### Dataset records

--- Begin ---

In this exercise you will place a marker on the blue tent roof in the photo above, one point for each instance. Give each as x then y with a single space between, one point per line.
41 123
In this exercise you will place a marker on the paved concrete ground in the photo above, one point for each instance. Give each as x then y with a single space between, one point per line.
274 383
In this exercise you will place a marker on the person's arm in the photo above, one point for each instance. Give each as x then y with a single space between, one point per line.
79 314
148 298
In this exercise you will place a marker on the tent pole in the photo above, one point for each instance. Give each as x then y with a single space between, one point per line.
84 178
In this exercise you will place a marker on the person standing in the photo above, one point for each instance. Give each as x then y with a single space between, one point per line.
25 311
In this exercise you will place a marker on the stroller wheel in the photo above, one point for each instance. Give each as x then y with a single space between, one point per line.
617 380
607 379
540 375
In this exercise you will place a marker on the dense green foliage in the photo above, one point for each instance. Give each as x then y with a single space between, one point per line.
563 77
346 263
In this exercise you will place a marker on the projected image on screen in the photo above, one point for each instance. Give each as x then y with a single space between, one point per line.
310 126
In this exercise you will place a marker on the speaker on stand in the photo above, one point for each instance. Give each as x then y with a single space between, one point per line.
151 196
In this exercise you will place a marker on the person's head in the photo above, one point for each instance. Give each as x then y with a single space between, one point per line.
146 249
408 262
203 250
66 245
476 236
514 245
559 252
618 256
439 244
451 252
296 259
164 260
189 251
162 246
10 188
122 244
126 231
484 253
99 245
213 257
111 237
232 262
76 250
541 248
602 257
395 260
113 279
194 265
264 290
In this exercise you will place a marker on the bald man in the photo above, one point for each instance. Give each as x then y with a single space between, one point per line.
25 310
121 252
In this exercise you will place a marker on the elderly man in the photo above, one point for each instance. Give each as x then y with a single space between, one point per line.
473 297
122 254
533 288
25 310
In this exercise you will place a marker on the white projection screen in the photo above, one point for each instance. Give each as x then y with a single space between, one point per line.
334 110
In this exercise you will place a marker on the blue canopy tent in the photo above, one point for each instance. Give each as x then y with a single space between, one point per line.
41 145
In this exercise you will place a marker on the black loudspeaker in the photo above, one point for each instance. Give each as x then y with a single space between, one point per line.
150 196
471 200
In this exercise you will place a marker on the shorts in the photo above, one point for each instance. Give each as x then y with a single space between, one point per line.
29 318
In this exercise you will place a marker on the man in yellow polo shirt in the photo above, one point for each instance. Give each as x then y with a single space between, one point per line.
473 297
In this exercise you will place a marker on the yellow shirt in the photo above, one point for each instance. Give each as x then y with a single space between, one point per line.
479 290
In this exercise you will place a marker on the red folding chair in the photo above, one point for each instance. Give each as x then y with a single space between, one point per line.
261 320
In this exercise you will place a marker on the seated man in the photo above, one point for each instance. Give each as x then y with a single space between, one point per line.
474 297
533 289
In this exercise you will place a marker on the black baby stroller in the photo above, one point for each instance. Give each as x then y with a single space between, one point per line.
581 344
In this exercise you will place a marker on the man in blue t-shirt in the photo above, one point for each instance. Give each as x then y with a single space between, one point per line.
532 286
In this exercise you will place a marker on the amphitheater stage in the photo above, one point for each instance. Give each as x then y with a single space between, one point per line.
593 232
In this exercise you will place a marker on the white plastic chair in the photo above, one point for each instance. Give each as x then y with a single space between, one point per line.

--- End ---

### What is required
Copy out every entry above word for word, in the same order.

### Finished task
In this exercise you will place a marker on the blue tent roof in the photo above, one point for each instance. Give each as x then y with a single space between, one point per line.
41 123
In this exercise you will place a marker on the paved concrete ground in the photo above, one point for each instance. Give each as x then y with a single space between, one point per line.
274 383
In this exercise you will place a marker on the person's arm in the photo above, one point for each instance. Give each as x then y with a single space between, one point per line.
79 314
148 298
In this exercise you will place a marker on the tent pole in the photo above, one point for each instance. Give each as x then y with a single space between, one point per line.
84 178
In this exercise you will place a marker on the person standing in the photo above, one point for each instance. Give each as x then y with a single space between, one point per line.
25 311
In this exercise you will place a marker on the stroller wheel in the photo above, one point for each instance. Give each as x then y with a single space between, one point per line.
617 380
607 379
540 375
In this exercise you will place a marker on the dense green foliage in the photo above, one point for each instance. Give each as x then y with a single space between, one point per line.
563 77
346 263
In this exercise you will place a marker on the projected image on screen in the photo above, one point for each instance. Give each as x then y with a single space between, one point per line.
310 126
In this exercise you will place a marker on the speaker on stand in the photo above, one point for each instance. Give each as x then y with a single space between, one point per line.
151 196
In this exercise you will place a marker on the person's head in the photo above, one point for each instance. Give each as x then y with a single space between, one point per line.
146 249
408 262
203 250
66 245
476 236
514 245
559 252
618 256
439 244
451 252
296 259
164 260
189 251
162 246
10 188
122 244
126 231
484 253
99 245
213 257
111 237
232 262
76 250
541 248
602 257
395 260
113 279
194 265
264 290
In this exercise you will place a marker on the bald man in the photo above, one point for each instance. Give each as x then y with a single space between, one point per line.
25 310
121 252
In this exercise you will place a marker on the elderly man in the photo above, one point for each instance. Give each as x then y with a single space between, one point per line.
473 297
122 254
533 288
25 310
In this exercise you will place a marker on the white projection screen in the photo above, one point for each instance. Give each as x then y with a single space between, one point per line.
334 110
In this exercise you will place a marker on the blue canopy tent in the photo above, one point for each instance. Give each as x then y with a single space between, one point per line.
41 145
In this exercise you will place a marker on the black loudspeaker in the photo above, one point for each instance. Give each as x then y with a single space between, one point per line.
150 196
471 200
In this exercise you will place a marker on the shorts in the photo above, one point for each instance. Give each as x then y with a single space between, one point per line.
29 318
In this exercise you will place a marker on the man in yellow polo shirt in the photo above, one point for each instance. Give each as x then y with a single space between, one point per line.
473 297
In this exercise you will place a marker on the yellow shirt in the photo above, one point for each instance. Give each as x then y with a single space between, one point per line.
479 290
In this exercise you will place a marker on the red folding chair in the photo above, one point for each instance. Give each as x then y with a single space between, one point per line.
261 320
In this exercise you will place a marker on the seated man in the photo above, one point for each instance. Give each as x then y with a single space between, one point per line.
474 297
533 289
In this exercise you will place a marker on the black baby stroller in the photo above, one point for each instance. Give each as x then y with a single space between, one point per line.
581 344
In this exercise you will place a marker on the man in blue t-shirt in the photo above, one point for each instance. Give each as x then y with a single space between, one point per line.
532 286
In this exercise you will place a marker on the amphitheater stage in the photo above, one point for each instance. Give each as x then y with a single space between, one point per line.
593 232
In this exercise you will place a marker on the white plastic chair in the photo above, one point for each instance. Give each as x then y with a single space between, one point per line.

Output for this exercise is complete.